> _Text passage_:
────────

Foundationless frames

Beautiful

Beautiful

A discussion on the Scottish Beekeepers forums last year (and the price of foundation) prompted me to try foundationless frames. The general principle is that you build standard brood frames, reinforced with horizontal wires or fishing line, containing only a narrow starter strip of foundation. The bees build new comb, incorporating the strengthening wire or fishing line, without being constrained to the cell dimensions of the underlying foundation. The starter strip encourages them to build comb in the orientation you want.

Freshly drawn comb

Freshly drawn comb

First impressions are very positive. During routine comb replacement or a Bailey comb change the frames have been drawn out very well, with beautiful near-white comb. The fishing line has been incorporated as intended and the comb appears reasonably robust – with the caveat that there have been no really hot days yet which can make the comb much softer. This shouldn’t be an issue once they’ve raised a couple of rounds of brood in it. The bees join the foundation to the side bars but often leave gaps at the bottom corners and/or along the bottom bars of the frames. They build a lot more drone comb, though the amount varies and reflects the strength of the colony. Very strong colonies seem to build much more drone comb, whereas nucs do not. I presume this is the bees regulating the colony composition as they want. The only problem I can foresee here is that drone brood removal will be less easy from one of these frames than by simply slicing off a lump of brace comb built on the bottom of a shallow frame.

During a recent Bailey comb change it was noticeable that the queen first started laying in newly drawn comb on a foundationless frame, rather than the flanking frames with commercial foundation.

Foundationless frame

Foundationless frame

I build the frames from second-quality parts (purchased at one of the beekeeping shows). Since these cost about £27 for 50 and you use ten times less foundation I estimate 50 prepared foundationless frames cost about 60p each  in comparison, using first quality frames and full sheets of foundation they cost a fraction under £2 each. These costs are based on our co-operative purchasing scheme prices for foundation which are already pretty good. Take care to inspect the second quality frames if you get a chance. The wood needs to be sound but the dreaded off-centre foundation grooves (which otherwise mess up beespace with full sheets of foundation) can be safely ignored.

Second quality frames

Second quality frames

I knocked a couple of 2″ nails into a block of wood to act a register points for the notch in the side bars. I then drill three roughly equally spaced 3mm holes through pairs of side bars. I’ve read elsewhere that the bottom wire/line support benefits from being closer to the bottom bars of the frame because – as explained above – the bees often do not completely seal the drawn comb to the base of the frame. Having assembled the frame in the conventional way I use 15kg fishing line secured with drawing pins or gimp pins rather than wire. There is at least one set of photos I’ve seen where the wire is relatively poorly incorporated into the drawn comb – I’ve not noticed this happening in any of the three dozen fishing line ‘wired’ frames I’ve used this spring.

────────

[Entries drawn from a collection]
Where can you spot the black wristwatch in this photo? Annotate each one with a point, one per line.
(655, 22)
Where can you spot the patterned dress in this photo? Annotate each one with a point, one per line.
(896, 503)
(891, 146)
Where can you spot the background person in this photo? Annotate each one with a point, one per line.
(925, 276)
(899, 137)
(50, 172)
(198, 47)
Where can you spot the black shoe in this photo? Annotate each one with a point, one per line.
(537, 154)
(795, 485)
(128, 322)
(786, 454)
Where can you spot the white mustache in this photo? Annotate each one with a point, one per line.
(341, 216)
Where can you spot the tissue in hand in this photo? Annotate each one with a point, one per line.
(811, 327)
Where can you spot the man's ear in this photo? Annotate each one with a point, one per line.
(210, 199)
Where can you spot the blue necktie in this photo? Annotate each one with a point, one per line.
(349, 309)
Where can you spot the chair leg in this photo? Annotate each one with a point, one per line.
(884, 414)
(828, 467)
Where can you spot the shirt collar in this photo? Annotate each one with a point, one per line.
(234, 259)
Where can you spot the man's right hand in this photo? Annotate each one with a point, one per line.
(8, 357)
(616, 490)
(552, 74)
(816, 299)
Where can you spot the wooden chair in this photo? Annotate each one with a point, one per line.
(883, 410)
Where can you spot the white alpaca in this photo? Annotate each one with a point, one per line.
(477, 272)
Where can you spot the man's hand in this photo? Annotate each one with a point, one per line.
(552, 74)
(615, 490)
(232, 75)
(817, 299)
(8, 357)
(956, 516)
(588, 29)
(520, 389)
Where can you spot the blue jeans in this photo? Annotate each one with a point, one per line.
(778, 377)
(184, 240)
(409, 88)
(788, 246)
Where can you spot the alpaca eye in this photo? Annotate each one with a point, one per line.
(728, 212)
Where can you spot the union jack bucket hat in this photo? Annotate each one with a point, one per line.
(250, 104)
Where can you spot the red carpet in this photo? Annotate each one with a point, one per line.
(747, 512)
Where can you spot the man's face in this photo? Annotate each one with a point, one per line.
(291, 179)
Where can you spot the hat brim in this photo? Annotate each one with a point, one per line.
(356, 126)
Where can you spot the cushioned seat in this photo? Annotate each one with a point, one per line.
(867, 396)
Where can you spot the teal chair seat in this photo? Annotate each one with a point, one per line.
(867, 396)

────────

> _Exercise requirements_:
1. Update the entries from the line containing "Where can you spot the blue jeans" down through the final entry, replacing "teal chair seat" with "turquoise chair seat" and leaving everything else unchanged; return only those lines.
2. Continue the text about foundationless frames, beginning after its final sentence.
The text on foundationless frames and the entries have no connection to each other.

> _Response list_:
1.
Where can you spot the blue jeans in this photo? Annotate each one with a point, one per line.
(778, 377)
(184, 240)
(409, 88)
(788, 246)
Where can you spot the alpaca eye in this photo? Annotate each one with a point, one per line.
(728, 212)
Where can you spot the union jack bucket hat in this photo? Annotate each one with a point, one per line.
(250, 104)
Where can you spot the red carpet in this photo? Annotate each one with a point, one per line.
(747, 512)
Where can you spot the man's face in this photo? Annotate each one with a point, one per line.
(291, 179)
Where can you spot the hat brim in this photo? Annotate each one with a point, one per line.
(356, 126)
Where can you spot the cushioned seat in this photo? Annotate each one with a point, one per line.
(867, 396)
Where can you spot the turquoise chair seat in this photo? Annotate each one with a point, one per line.
(867, 396)

2.
Nailed

Nailed

Tie a simple overhand loop in the end of the line, place it over one pin at the ‘top’ of the frame, hammer it home then thread the free end of the line through the frame. To secure at the end I pull the line tight and wrap the line half a dozen times round a second drawing pin before hammering it home. To stop the line cutting deeply into the soft frame side bars you can use standard staples (just like you use for holding sheets of paper together … nothing too industrial) which can easily be pushed into the wood. Alternatively, I’ve used gimp pins knocked in next to the hole and hammered flat. Remember you only need a staple/pin one the side of the hole. The fishing line needs to be tight enough to provide rigidity; not so tight you can play a tune on it.

Lurid yellow 15kg mono ...

Lurid yellow 15kg mono …

A standard sheet of foundation is about 20.5cm deep. I cut this into 2cm strips, easily cutting through the wire with a Stanley knife. I secure it in place under the top bar in exactly the same way you would fit a full sheet of foundation. I’m pretty sure you could use an even thinner strip as a template for the bees to start from. Michael Bush describes simply breaking the wedge out of the top bar and nailing it back perpendicular. There are also various suggestionss about using a strip of melted wax or a wedge shaped top bar. I suspect that a thin strip of foundation is probably the easiest of the lot … it might be even more economic to use unwired super foundation.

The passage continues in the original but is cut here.